## Passage
*** Begin section ***

Effective vaccine needed for Malaria

February 3, 2009 12:00 am

, KISUMU, Kenya, Feb 3 – The control and ultimate eradication of malaria in Africa will depend on an effective malaria vaccine, Assistant Minister for Public Health Dr James Gesami has announced.

He said on Monday that the malaria vaccine, which is now going into phase 3 trials, will contribute in reducing child deaths in the continent.

The Assistant Minister expressed that the new vaccine is expected to become commercially available in the next few years.

“I wish to point out that the world has been waiting for such a vaccine for a long time because we know the health impact, which vaccines have in the past had on major childhood illnesses,” he said.

Dr Gesami noted that the challenge the continent might face could be the cost of the vaccine, and appealed that they should be affordable, so that they are accessible to all children at risk of contracting malaria.

Speaking in Kisumu during a general meeting for Malaria Clinical Trials Alliance that brought ten African countries together, Dr Gesami called for a concerted effort to control malaria in the continent.

He said Kenya’s national malaria strategy had identified four key interventions to assist in the prevention of malaria.

“We have put in place vector control using insecticide treated nets, ensuring access to prompt affordable and effective treatment, providing malaria prevention and treatment to pregnant women and improving malaria epidemics preparedness and response,” said Dr Gesami.

He said the Kenyan government had commissioned many public health interventions geared towards significantly reducing the incidence of malaria and resultant deaths.

He also announced that his ministry would soon adopt the call for universal coverage for all those at risk, with recommended interventions put up by the government.

The Assistant Minister further noted that many other countries in the Sub-Saharan Africa are also recording similar successes after scaling up the use of the current effective interventions.

“It now seems that we can control malaria on this continent, but we should aim at its elimination and therefore we need new tools for this phase of the war against the disease.”

Dr Gesami also announced that in November this year Kenya will be hosting the 5th Pan-African Conference on malaria, in which African scientists and their partners will be reviewing progress in the war against malaria.

*** End section ***

## Data extract
*** Begin section ***

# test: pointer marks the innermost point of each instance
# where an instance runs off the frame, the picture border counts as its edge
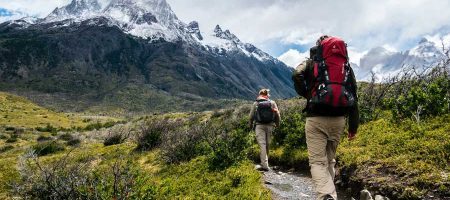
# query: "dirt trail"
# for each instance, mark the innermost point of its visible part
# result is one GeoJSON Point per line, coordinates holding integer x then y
{"type": "Point", "coordinates": [289, 186]}
{"type": "Point", "coordinates": [293, 186]}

*** End section ***

## Required tasks
a - According to the article on the malaria vaccine, how many African countries did the Malaria Clinical Trials Alliance meeting in Kisumu bring together?
b - Duplicate everything in the article on the malaria vaccine from "February 3, 2009" down to "deaths in the continent.".

## Solved problems
a - Ten

b -
February 3, 2009 12:00 am

, KISUMU, Kenya, Feb 3 – The control and ultimate eradication of malaria in Africa will depend on an effective malaria vaccine, Assistant Minister for Public Health Dr James Gesami has announced.

He said on Monday that the malaria vaccine, which is now going into phase 3 trials, will contribute in reducing child deaths in the continent.